● **Excerpt to read**:
Heather Stapleton was called to Robeson County in 2017 to test the water for contaminants that might be causing kidney diseases.
One of the contaminants in question was PFAS — perfluoroalkyl and polyfluoroalkyl substances — a group of chemicals found in household products, food packaging and firefighting foams.
Stapleton, a researcher at Duke University’s Nicholas School of the Environment, tested the Robeson water and then tested her own water at home as a control.
What she found changed the scope of her future research and made her buy a water filtration system for her house:
The levels of PFAS in her home’s water from Jordan Lake were much higher than in Robeson County.
PFAS in Pittsboro
Since then, studies have found PFAS levels in the lake and across the Triangle. Concentrations of over 70 parts per trillion, the EPA health advisory level, have been found in the Haw River near Pittsboro.
On Aug. 15, the town agreed to begin notifying residents of the possible contamination in their drinking water. There are about 4,000 residents in Pittsboro.
Town Commissioner Brett Wilson Foley said the town is trying to remove the chemicals.

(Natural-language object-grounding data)

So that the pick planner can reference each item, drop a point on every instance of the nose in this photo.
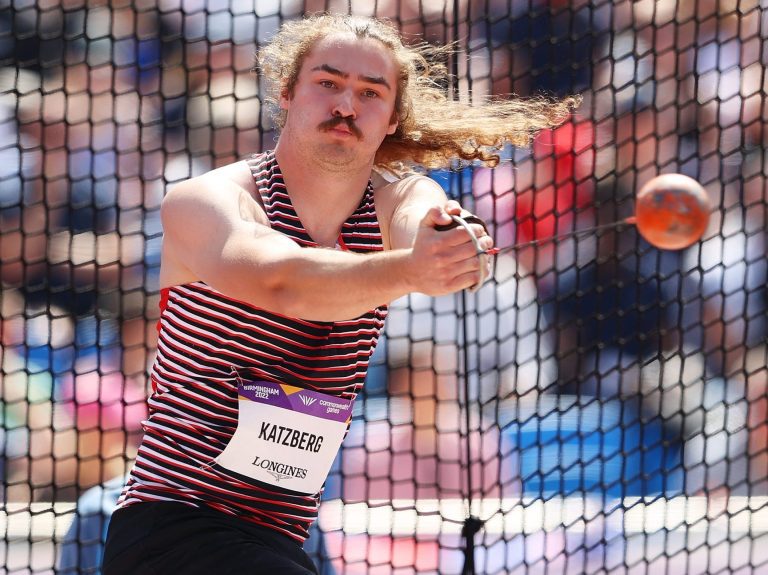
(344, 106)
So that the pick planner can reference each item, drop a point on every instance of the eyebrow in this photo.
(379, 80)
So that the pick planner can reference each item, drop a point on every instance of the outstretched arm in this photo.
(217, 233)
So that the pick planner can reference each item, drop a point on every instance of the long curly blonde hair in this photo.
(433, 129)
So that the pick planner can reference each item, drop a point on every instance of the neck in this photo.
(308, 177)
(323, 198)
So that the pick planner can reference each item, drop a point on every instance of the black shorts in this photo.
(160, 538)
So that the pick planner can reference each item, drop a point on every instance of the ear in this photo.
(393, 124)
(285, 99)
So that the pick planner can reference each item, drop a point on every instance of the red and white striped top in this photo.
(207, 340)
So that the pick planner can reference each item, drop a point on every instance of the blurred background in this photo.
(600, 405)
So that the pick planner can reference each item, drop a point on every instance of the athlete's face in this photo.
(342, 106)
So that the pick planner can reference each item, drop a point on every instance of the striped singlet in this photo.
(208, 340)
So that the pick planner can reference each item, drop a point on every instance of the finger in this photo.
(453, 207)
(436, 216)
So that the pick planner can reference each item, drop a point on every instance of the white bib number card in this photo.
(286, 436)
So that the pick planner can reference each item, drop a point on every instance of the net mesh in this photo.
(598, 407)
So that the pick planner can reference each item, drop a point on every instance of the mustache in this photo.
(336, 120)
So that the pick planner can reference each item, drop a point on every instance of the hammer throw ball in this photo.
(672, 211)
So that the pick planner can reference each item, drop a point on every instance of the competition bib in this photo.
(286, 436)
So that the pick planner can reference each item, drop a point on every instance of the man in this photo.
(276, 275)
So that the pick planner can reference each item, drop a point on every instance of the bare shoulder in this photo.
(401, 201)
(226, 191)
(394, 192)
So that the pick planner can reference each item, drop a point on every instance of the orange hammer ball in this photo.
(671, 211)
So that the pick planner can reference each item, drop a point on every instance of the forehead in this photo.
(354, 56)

● **Tasks to perform**:
A. In the PFAS article, what concentration is given as the EPA health advisory level?
B. According to the PFAS article, why did Stapleton buy a water filtration system for her house?
C. Please carry on the PFAS article from the point where it stops.
Nothing here depends on the material.

● **Numbered responses**:
A. 70 parts per trillion.

B. When she tested her own home water as a control, she found that its PFAS levels from Jordan Lake were much higher than those in Robeson County.

C.
“It’s not something that we are required to do, but we are doing it because we care about the people of Pittsboro,” she said.
The town also stressed that while the EPA does have a health advisory for the chemicals, they are still unregulated.
In an email, Pittsboro Town Manager Bryan Gruesbeck said, “The Town continuously seeks improve its raw water treatment processes and outcomes.” The town’s water treatment plant has earned five consecutive N.C. Area Wide Optimization Awards, he also noted.
PFAS contamination is a growing concern nationwide.
On Thursday, Pennsylvania approved $3.8 million to treat PFAS in drinking water.
Similarly, Wisconsin Gov. Tony Evers recently issued an executive order to create a PFAS action plan for the state. He had already proposed an enforcement standard of 20 parts per trillion, well below the federal advisory level.
Duke and NC State University researchers have been testing 12 spots on the Haw River for PFAS contamination every Monday from Jordan Lake to Burlington. While Stapleton declined to discuss the findings, she said they had identified some “hot spots” along the river.
The higher concentration of PFAS may be partly due to drought earlier this summer, she said, but she doesn’t think that’s the leading cause.
Researchers will also be testing PFAS levels in the blood of some Pittsboro residents and comparing it with levels in the river. This will help researchers understand of how much PFAS stays in the system of a resident drinking Haw River water.
Another study that will be starting soon at Duke will expose rabbits to Pittsboro drinking water to see if it harms their offspring.
An NIH study in January found pregnant women exposed to PFAS had a higher risk of preeclampsia, a condition with symptoms like high blood pressure and the swelling of hands and feet.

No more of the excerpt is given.